* _MATERIALS PROVIDED_:

• • • • •

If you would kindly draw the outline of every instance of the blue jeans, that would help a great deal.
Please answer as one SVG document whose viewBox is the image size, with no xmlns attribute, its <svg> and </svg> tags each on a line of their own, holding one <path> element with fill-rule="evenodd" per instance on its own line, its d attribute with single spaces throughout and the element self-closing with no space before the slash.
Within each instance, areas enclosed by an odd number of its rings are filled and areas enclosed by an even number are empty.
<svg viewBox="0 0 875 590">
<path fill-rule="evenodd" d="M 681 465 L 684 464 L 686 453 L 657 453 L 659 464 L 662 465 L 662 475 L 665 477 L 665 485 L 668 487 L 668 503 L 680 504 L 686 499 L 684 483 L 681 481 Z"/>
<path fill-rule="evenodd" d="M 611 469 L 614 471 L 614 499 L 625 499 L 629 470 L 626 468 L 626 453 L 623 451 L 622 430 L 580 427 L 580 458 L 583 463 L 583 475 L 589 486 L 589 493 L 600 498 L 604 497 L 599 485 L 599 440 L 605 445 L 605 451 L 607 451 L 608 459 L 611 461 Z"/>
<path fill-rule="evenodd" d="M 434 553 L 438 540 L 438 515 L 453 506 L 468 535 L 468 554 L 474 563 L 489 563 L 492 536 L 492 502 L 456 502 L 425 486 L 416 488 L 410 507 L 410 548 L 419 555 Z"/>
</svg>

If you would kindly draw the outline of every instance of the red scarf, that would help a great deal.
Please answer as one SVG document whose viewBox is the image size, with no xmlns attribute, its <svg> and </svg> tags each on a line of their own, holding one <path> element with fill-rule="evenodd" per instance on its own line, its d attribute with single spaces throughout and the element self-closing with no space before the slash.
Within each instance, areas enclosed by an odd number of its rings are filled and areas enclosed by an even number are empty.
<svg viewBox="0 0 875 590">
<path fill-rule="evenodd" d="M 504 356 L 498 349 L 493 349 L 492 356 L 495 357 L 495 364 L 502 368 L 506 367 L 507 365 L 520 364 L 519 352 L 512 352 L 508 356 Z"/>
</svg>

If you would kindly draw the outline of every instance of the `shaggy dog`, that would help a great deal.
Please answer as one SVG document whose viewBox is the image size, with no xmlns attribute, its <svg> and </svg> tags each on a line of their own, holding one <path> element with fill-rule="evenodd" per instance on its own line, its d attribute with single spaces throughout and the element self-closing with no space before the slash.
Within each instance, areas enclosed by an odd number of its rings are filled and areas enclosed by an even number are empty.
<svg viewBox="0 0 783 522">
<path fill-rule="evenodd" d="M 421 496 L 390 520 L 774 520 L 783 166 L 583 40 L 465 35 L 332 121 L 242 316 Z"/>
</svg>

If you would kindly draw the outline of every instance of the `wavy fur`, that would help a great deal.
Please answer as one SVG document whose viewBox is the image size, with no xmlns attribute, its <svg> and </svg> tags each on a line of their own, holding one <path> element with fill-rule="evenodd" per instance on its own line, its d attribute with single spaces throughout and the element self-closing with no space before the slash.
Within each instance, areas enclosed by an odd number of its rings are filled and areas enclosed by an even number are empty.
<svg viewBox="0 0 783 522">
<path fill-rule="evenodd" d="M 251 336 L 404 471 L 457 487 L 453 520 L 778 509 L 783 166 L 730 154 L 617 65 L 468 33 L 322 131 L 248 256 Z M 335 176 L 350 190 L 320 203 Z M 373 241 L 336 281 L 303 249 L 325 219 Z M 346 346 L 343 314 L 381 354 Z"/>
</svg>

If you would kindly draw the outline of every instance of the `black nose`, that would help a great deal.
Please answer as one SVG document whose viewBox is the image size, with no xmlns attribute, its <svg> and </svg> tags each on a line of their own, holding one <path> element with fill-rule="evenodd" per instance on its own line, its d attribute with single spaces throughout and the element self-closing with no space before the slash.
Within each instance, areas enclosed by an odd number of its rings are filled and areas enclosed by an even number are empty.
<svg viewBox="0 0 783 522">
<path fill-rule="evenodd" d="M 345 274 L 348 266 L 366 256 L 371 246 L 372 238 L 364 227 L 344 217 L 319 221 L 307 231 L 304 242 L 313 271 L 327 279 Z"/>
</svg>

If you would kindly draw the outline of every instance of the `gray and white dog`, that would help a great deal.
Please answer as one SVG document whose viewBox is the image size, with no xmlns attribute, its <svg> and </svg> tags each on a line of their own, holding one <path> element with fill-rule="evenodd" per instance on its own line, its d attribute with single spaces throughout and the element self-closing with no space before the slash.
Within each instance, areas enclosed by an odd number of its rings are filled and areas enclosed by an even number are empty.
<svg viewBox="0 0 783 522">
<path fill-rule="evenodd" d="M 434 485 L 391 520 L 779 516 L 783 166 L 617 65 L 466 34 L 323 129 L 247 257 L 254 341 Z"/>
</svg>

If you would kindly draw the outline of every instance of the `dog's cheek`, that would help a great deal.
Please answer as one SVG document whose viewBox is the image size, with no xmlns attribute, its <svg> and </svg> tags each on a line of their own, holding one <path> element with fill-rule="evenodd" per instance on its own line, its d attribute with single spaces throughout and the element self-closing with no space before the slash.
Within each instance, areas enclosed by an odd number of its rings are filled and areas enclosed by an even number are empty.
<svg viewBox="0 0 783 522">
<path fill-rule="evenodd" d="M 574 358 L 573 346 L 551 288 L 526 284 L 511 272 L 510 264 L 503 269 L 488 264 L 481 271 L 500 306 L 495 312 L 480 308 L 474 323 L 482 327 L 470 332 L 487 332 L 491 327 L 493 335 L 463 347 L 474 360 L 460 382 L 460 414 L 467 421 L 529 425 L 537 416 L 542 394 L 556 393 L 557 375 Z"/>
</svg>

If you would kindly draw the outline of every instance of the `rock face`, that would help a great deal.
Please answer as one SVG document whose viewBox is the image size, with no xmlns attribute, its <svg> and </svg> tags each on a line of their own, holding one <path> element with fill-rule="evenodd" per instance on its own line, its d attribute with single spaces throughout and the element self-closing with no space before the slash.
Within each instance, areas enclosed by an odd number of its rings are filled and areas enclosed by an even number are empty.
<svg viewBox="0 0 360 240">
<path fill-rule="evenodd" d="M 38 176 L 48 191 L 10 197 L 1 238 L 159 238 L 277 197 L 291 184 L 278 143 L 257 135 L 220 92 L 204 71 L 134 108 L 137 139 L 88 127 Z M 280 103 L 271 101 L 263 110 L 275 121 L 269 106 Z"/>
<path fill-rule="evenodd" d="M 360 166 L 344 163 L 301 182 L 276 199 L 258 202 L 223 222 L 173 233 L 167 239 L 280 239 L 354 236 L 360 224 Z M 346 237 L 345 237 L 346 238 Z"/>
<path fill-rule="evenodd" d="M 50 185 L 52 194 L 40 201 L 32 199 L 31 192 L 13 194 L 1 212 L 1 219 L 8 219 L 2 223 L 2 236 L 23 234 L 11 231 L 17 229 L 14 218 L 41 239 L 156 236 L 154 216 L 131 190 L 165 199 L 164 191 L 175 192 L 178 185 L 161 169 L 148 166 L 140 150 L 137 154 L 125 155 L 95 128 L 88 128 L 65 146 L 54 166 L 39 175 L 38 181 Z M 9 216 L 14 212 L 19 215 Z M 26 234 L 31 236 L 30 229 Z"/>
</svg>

• • • • •

* _TRY IT_: Retype all the data. Nothing may be left out or altered.

* _EXERCISE OUTPUT_:
If you would kindly draw the outline of every instance of the blue jeans, that would help a great deal.
Please answer as one SVG document whose viewBox is the image size, with no xmlns attribute, its <svg> and </svg> tags each on a line of their own, holding one <path> element with fill-rule="evenodd" per instance on its own line, its d attribute with single spaces throughout and the element self-closing with no space before the slash.
Within each instance, areas enclosed by an odd number of its rings are filled and areas enclosed by an even number are empty.
<svg viewBox="0 0 875 590">
<path fill-rule="evenodd" d="M 681 465 L 684 464 L 686 453 L 657 453 L 659 464 L 662 465 L 662 475 L 665 477 L 665 485 L 668 487 L 668 503 L 680 504 L 686 499 L 684 483 L 681 481 Z"/>
<path fill-rule="evenodd" d="M 611 469 L 614 471 L 614 499 L 625 499 L 629 470 L 626 468 L 626 453 L 623 451 L 622 430 L 580 427 L 580 458 L 583 463 L 583 475 L 589 486 L 589 493 L 600 498 L 604 497 L 599 485 L 599 440 L 605 445 L 605 451 L 607 451 L 608 459 L 611 461 Z"/>
<path fill-rule="evenodd" d="M 434 553 L 438 540 L 438 515 L 453 506 L 468 535 L 468 554 L 474 563 L 489 563 L 492 536 L 492 502 L 456 502 L 425 486 L 416 488 L 410 507 L 410 548 L 419 555 Z"/>
</svg>

If you would kindly draw the outline of every instance of the red scarf, that would help a great deal.
Please answer as one SVG document whose viewBox is the image size, with no xmlns attribute, its <svg> and </svg> tags each on a line of their own, holding one <path> element with fill-rule="evenodd" per instance on its own line, its d attribute with single spaces throughout and the element self-closing with no space before the slash.
Within each instance, areas enclosed by an odd number of its rings are filled and areas enclosed by an even number are empty.
<svg viewBox="0 0 875 590">
<path fill-rule="evenodd" d="M 504 356 L 498 349 L 493 349 L 492 356 L 495 357 L 495 364 L 502 368 L 506 367 L 507 365 L 520 364 L 519 352 L 512 352 L 508 356 Z"/>
</svg>

If you would kindly draw the outline of every instance of the `shaggy dog`, that would help a great deal.
Please answer as one SVG document whose viewBox is the image size, with no xmlns attribute, its <svg> and </svg> tags each on a line of their own, holding one <path> element with fill-rule="evenodd" per instance on its own line, its d attribute with single spaces throughout and the element self-closing with no space before the slash.
Within each instance, areas enclosed by an odd number of its rings are filled and areas enclosed by an even number are empty.
<svg viewBox="0 0 783 522">
<path fill-rule="evenodd" d="M 421 496 L 390 520 L 774 520 L 783 166 L 583 40 L 465 35 L 332 121 L 242 316 Z"/>
</svg>

If you would kindly draw the outline of every instance of the `wavy fur`, that would help a great deal.
Please answer as one SVG document whose viewBox is the image size, with no xmlns attribute, its <svg> and </svg> tags each on a line of their own, holding one <path> element with fill-rule="evenodd" per instance on its own line, its d attribute with single spaces throughout and the element self-closing with no space before the slash.
Within each instance, areas enclosed by an odd number of its rings are filled and areas enclosed by an even number are empty.
<svg viewBox="0 0 783 522">
<path fill-rule="evenodd" d="M 251 336 L 404 471 L 457 487 L 453 520 L 778 509 L 783 166 L 730 154 L 617 65 L 468 33 L 322 131 L 248 256 Z M 335 176 L 350 190 L 320 203 Z M 373 241 L 336 281 L 303 249 L 325 219 Z M 346 346 L 343 314 L 381 354 Z"/>
</svg>

If you would kindly draw the outline of every instance of the `black nose`, that would help a great deal.
Please answer as one SVG document whose viewBox is the image size, with no xmlns attribute, its <svg> and </svg> tags each on a line of their own, holding one <path> element with fill-rule="evenodd" per instance on its own line, its d attribute with single spaces throughout and the element self-closing with no space before the slash.
Within each instance, areas enclosed by an odd number of its rings are filled and areas enclosed by an even number are empty.
<svg viewBox="0 0 783 522">
<path fill-rule="evenodd" d="M 345 274 L 348 266 L 366 256 L 371 246 L 372 238 L 364 227 L 344 217 L 319 221 L 307 231 L 304 242 L 313 271 L 327 279 Z"/>
</svg>

If you would kindly draw the outline of every instance of the `gray and white dog`, that would help a great deal.
Please answer as one SVG document whose viewBox is the image size, with no xmlns attribute, its <svg> and </svg> tags each on a line of their own, holding one <path> element with fill-rule="evenodd" per instance on its own line, its d attribute with single spaces throughout and the element self-closing with no space before the slash.
Within each instance, areas enclosed by an odd number of its rings are filled and areas enclosed by an even number are empty.
<svg viewBox="0 0 783 522">
<path fill-rule="evenodd" d="M 434 485 L 391 520 L 779 516 L 783 166 L 617 65 L 466 34 L 323 129 L 247 257 L 254 341 Z"/>
</svg>

If you would kindly draw the outline of every instance of the `dog's cheek`, that would help a great deal.
Please answer as one SVG document whose viewBox is the image size, with no xmlns attribute, its <svg> and </svg> tags each on a line of their own, holding one <path> element with fill-rule="evenodd" per instance on its own line, its d attribute with single spaces throughout and the element self-closing with no space before the slash.
Within each instance, areas enclosed by an odd number of its rings are filled and areas enclosed by an even number are empty.
<svg viewBox="0 0 783 522">
<path fill-rule="evenodd" d="M 574 358 L 573 346 L 551 288 L 526 284 L 511 272 L 510 264 L 503 269 L 488 264 L 481 271 L 500 306 L 495 312 L 480 308 L 474 323 L 482 327 L 470 332 L 487 332 L 491 327 L 493 335 L 463 347 L 474 360 L 460 382 L 460 414 L 467 421 L 529 425 L 537 416 L 542 394 L 556 393 L 557 375 Z"/>
</svg>

If you would kindly draw the outline of every instance of the `rock face`, that would help a great deal.
Please answer as one SVG document whose viewBox is the image size, with no xmlns attribute, its <svg> and </svg> tags each on a line of their own, holding one <path> element with fill-rule="evenodd" per instance on its own line, its d attribute with single spaces throughout and the element self-closing with no space before the slash.
Within each instance, areas enclosed by an odd number of its rings are filled and areas enclosed by an even number are empty.
<svg viewBox="0 0 360 240">
<path fill-rule="evenodd" d="M 38 176 L 48 191 L 10 197 L 1 238 L 159 238 L 277 197 L 291 184 L 278 143 L 257 135 L 220 92 L 204 71 L 134 108 L 137 139 L 88 127 Z M 280 103 L 271 101 L 263 110 L 275 121 L 269 106 Z"/>
<path fill-rule="evenodd" d="M 360 166 L 344 163 L 301 182 L 276 199 L 258 202 L 223 222 L 173 233 L 167 239 L 280 239 L 354 236 L 360 224 Z M 346 237 L 345 237 L 346 238 Z"/>
<path fill-rule="evenodd" d="M 50 185 L 52 194 L 40 201 L 32 199 L 31 192 L 13 194 L 1 212 L 1 219 L 8 219 L 2 223 L 2 236 L 23 234 L 11 231 L 17 229 L 14 218 L 41 239 L 156 236 L 154 216 L 131 190 L 165 199 L 164 191 L 175 192 L 178 185 L 161 169 L 148 166 L 140 150 L 137 154 L 125 155 L 95 128 L 88 128 L 65 146 L 54 166 L 39 175 L 38 181 Z M 9 216 L 14 212 L 19 215 Z M 26 234 L 31 236 L 30 229 Z"/>
</svg>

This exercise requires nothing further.